_EXERCISE TASK:_
Copy every line of the data below, without changing a single character.

- - - - -

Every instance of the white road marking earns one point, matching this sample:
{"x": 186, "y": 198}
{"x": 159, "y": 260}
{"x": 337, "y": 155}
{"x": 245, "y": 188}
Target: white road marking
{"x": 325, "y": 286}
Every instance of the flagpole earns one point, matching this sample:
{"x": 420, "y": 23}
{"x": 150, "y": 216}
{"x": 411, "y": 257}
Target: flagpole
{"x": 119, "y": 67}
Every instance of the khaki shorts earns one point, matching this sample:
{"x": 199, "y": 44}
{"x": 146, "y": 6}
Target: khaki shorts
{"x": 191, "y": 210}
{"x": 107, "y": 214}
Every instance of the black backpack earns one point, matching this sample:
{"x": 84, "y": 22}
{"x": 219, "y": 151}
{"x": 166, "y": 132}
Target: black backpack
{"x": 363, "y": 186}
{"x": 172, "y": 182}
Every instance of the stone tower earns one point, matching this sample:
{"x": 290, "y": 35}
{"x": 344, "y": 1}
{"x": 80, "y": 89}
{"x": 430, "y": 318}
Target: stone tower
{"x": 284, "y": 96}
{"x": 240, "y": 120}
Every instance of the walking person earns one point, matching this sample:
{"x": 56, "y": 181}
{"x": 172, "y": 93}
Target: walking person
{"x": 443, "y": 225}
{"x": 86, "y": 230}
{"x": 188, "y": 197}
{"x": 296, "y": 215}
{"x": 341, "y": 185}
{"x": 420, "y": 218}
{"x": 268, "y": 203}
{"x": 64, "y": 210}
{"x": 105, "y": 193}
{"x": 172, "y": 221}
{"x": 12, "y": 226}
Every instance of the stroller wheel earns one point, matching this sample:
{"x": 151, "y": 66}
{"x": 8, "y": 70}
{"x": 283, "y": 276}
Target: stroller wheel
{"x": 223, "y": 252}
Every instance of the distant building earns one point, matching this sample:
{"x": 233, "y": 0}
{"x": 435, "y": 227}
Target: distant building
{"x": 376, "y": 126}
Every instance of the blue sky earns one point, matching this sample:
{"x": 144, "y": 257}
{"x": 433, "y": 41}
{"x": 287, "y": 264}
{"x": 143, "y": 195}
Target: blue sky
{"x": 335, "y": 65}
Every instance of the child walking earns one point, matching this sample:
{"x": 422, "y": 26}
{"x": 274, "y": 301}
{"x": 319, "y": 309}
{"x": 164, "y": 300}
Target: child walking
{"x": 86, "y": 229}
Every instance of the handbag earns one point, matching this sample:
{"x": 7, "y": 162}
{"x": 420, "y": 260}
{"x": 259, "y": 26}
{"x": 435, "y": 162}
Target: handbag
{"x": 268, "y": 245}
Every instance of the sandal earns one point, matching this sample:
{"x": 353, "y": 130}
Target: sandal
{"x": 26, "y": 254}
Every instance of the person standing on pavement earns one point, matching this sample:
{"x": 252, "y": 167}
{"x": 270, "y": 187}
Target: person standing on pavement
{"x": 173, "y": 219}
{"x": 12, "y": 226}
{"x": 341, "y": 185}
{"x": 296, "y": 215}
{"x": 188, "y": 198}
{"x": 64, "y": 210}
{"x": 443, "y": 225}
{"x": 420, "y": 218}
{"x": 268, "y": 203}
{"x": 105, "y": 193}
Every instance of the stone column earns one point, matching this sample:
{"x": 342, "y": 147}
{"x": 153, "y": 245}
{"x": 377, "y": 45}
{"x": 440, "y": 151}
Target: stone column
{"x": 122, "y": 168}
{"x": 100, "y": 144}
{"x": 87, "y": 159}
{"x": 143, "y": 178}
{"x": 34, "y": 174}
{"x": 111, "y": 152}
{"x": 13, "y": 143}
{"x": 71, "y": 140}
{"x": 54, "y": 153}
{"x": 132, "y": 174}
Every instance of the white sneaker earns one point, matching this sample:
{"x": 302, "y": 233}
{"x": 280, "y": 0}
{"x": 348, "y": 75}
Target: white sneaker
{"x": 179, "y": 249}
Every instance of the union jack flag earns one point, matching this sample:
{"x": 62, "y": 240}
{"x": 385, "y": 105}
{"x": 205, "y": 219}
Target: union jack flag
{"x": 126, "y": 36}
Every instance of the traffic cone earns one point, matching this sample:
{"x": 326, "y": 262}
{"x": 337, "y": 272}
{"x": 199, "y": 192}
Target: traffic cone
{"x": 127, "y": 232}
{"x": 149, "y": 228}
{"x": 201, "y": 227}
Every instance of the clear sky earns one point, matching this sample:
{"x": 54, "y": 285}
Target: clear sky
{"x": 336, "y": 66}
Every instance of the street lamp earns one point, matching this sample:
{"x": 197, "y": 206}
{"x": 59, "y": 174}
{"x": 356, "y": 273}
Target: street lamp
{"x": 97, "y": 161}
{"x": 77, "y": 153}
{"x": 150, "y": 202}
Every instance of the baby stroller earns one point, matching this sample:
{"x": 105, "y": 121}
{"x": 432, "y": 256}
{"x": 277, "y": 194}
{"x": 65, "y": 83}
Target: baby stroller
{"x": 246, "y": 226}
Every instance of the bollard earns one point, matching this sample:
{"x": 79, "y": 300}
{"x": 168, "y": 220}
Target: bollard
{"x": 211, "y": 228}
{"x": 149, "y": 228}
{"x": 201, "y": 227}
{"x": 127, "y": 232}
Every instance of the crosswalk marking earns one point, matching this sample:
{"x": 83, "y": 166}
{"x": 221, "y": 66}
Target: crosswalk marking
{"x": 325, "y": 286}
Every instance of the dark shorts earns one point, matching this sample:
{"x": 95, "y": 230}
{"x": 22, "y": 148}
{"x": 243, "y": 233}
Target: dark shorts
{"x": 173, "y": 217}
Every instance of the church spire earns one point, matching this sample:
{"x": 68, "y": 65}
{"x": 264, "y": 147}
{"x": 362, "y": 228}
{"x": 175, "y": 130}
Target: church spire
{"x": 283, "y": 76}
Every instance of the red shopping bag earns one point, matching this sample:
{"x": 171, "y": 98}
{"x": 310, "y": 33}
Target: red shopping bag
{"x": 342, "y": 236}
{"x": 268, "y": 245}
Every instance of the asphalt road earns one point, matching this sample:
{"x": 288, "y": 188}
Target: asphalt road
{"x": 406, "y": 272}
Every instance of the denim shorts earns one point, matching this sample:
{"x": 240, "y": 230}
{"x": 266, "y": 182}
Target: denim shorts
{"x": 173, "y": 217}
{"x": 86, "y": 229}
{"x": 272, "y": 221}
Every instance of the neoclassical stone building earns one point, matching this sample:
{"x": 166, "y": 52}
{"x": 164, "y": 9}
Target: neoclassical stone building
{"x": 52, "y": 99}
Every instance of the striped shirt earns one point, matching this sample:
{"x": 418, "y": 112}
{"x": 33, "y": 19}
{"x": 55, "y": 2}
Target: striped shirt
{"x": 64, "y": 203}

- - - - -

_EXPECTED ANSWER:_
Every instance of the white road marking earns one point, matching this sample:
{"x": 186, "y": 198}
{"x": 159, "y": 260}
{"x": 337, "y": 155}
{"x": 245, "y": 188}
Target: white road marking
{"x": 325, "y": 286}
Every instance of the flagpole earns one point, matching this sample:
{"x": 420, "y": 23}
{"x": 150, "y": 216}
{"x": 411, "y": 257}
Target: flagpole
{"x": 119, "y": 67}
Every instance of the khaki shorts earns one point, matching this sample:
{"x": 199, "y": 44}
{"x": 146, "y": 6}
Target: khaki shorts
{"x": 191, "y": 210}
{"x": 107, "y": 214}
Every instance of the black backpack earns one point, matching this sample:
{"x": 84, "y": 22}
{"x": 219, "y": 151}
{"x": 166, "y": 132}
Target: black backpack
{"x": 363, "y": 186}
{"x": 172, "y": 182}
Every instance of the stone tower earns one point, matching this sample:
{"x": 290, "y": 35}
{"x": 344, "y": 1}
{"x": 80, "y": 89}
{"x": 430, "y": 318}
Target: stone tower
{"x": 284, "y": 96}
{"x": 240, "y": 120}
Every instance of the walking person earns one point, matching this sample:
{"x": 56, "y": 181}
{"x": 172, "y": 93}
Target: walking person
{"x": 443, "y": 225}
{"x": 86, "y": 230}
{"x": 188, "y": 197}
{"x": 296, "y": 215}
{"x": 341, "y": 185}
{"x": 420, "y": 218}
{"x": 268, "y": 203}
{"x": 64, "y": 210}
{"x": 105, "y": 193}
{"x": 172, "y": 221}
{"x": 12, "y": 226}
Every instance of the stroller wheel earns one point, matching this sample:
{"x": 151, "y": 66}
{"x": 8, "y": 70}
{"x": 283, "y": 276}
Target: stroller wheel
{"x": 223, "y": 252}
Every instance of the distant building earns one point, matching this sample:
{"x": 233, "y": 0}
{"x": 435, "y": 227}
Target: distant building
{"x": 376, "y": 126}
Every instance of the blue sky earns one point, matching this sample:
{"x": 144, "y": 257}
{"x": 433, "y": 41}
{"x": 287, "y": 264}
{"x": 143, "y": 195}
Target: blue sky
{"x": 335, "y": 65}
Every instance of the child walking earns one point, matching this sample:
{"x": 422, "y": 26}
{"x": 274, "y": 301}
{"x": 319, "y": 309}
{"x": 164, "y": 300}
Target: child walking
{"x": 86, "y": 229}
Every instance of the handbag earns one point, matching this sample:
{"x": 7, "y": 162}
{"x": 420, "y": 260}
{"x": 259, "y": 26}
{"x": 435, "y": 162}
Target: handbag
{"x": 268, "y": 245}
Every instance of the sandal earns one point, matching this sample:
{"x": 353, "y": 130}
Target: sandal
{"x": 26, "y": 254}
Every instance of the person standing on pavement earns one point, matching this sample:
{"x": 252, "y": 167}
{"x": 270, "y": 187}
Target: person standing on pavement
{"x": 173, "y": 219}
{"x": 12, "y": 226}
{"x": 341, "y": 185}
{"x": 296, "y": 215}
{"x": 188, "y": 198}
{"x": 64, "y": 210}
{"x": 443, "y": 225}
{"x": 420, "y": 218}
{"x": 268, "y": 203}
{"x": 105, "y": 193}
Every instance of the stone column earns one point, matching this sample:
{"x": 342, "y": 147}
{"x": 153, "y": 245}
{"x": 377, "y": 45}
{"x": 440, "y": 151}
Target: stone column
{"x": 122, "y": 168}
{"x": 100, "y": 144}
{"x": 87, "y": 159}
{"x": 143, "y": 178}
{"x": 34, "y": 174}
{"x": 111, "y": 152}
{"x": 13, "y": 143}
{"x": 71, "y": 140}
{"x": 54, "y": 153}
{"x": 132, "y": 174}
Every instance of the white sneaker earns one point, matching this sample:
{"x": 302, "y": 233}
{"x": 280, "y": 0}
{"x": 348, "y": 75}
Target: white sneaker
{"x": 179, "y": 249}
Every instance of the union jack flag earns one point, matching this sample:
{"x": 62, "y": 240}
{"x": 385, "y": 105}
{"x": 205, "y": 219}
Target: union jack flag
{"x": 126, "y": 36}
Every instance of the traffic cone earns one point, matching this sample:
{"x": 326, "y": 262}
{"x": 337, "y": 272}
{"x": 199, "y": 192}
Target: traffic cone
{"x": 127, "y": 232}
{"x": 149, "y": 228}
{"x": 201, "y": 227}
Every instance of the clear sky earns one point, matching this sample:
{"x": 54, "y": 285}
Target: clear sky
{"x": 336, "y": 66}
Every instance of the street lamp earns one point, matching this sample:
{"x": 197, "y": 206}
{"x": 59, "y": 174}
{"x": 356, "y": 273}
Target: street lamp
{"x": 97, "y": 161}
{"x": 77, "y": 153}
{"x": 150, "y": 202}
Every instance of the baby stroller earns one point, matching this sample:
{"x": 105, "y": 121}
{"x": 432, "y": 256}
{"x": 277, "y": 194}
{"x": 65, "y": 83}
Target: baby stroller
{"x": 246, "y": 226}
Every instance of the bollard earns one point, matching this sample:
{"x": 79, "y": 300}
{"x": 168, "y": 220}
Target: bollard
{"x": 211, "y": 228}
{"x": 149, "y": 228}
{"x": 201, "y": 227}
{"x": 127, "y": 232}
Every instance of the crosswalk marking earns one point, matching this sample:
{"x": 83, "y": 166}
{"x": 221, "y": 66}
Target: crosswalk marking
{"x": 325, "y": 286}
Every instance of the dark shorts earns one point, matching this sample:
{"x": 95, "y": 230}
{"x": 22, "y": 148}
{"x": 243, "y": 233}
Target: dark shorts
{"x": 173, "y": 217}
Every instance of the church spire earns one point, matching this sample:
{"x": 68, "y": 65}
{"x": 264, "y": 147}
{"x": 362, "y": 228}
{"x": 175, "y": 130}
Target: church spire
{"x": 283, "y": 76}
Every instance of the red shopping bag earns one point, matching this sample:
{"x": 171, "y": 98}
{"x": 310, "y": 33}
Target: red shopping bag
{"x": 342, "y": 236}
{"x": 268, "y": 245}
Every instance of the asphalt road earns one point, matching this sample:
{"x": 288, "y": 188}
Target: asphalt road
{"x": 406, "y": 272}
Every instance of the denim shorts earns one point, matching this sample:
{"x": 240, "y": 230}
{"x": 266, "y": 182}
Target: denim shorts
{"x": 173, "y": 217}
{"x": 86, "y": 229}
{"x": 272, "y": 221}
Every instance of the neoclassical stone building earns one point, matching this sample:
{"x": 166, "y": 52}
{"x": 164, "y": 9}
Target: neoclassical stone building
{"x": 52, "y": 99}
Every instance of the striped shirt earns one point, matching this sample:
{"x": 418, "y": 112}
{"x": 33, "y": 19}
{"x": 55, "y": 2}
Target: striped shirt
{"x": 64, "y": 203}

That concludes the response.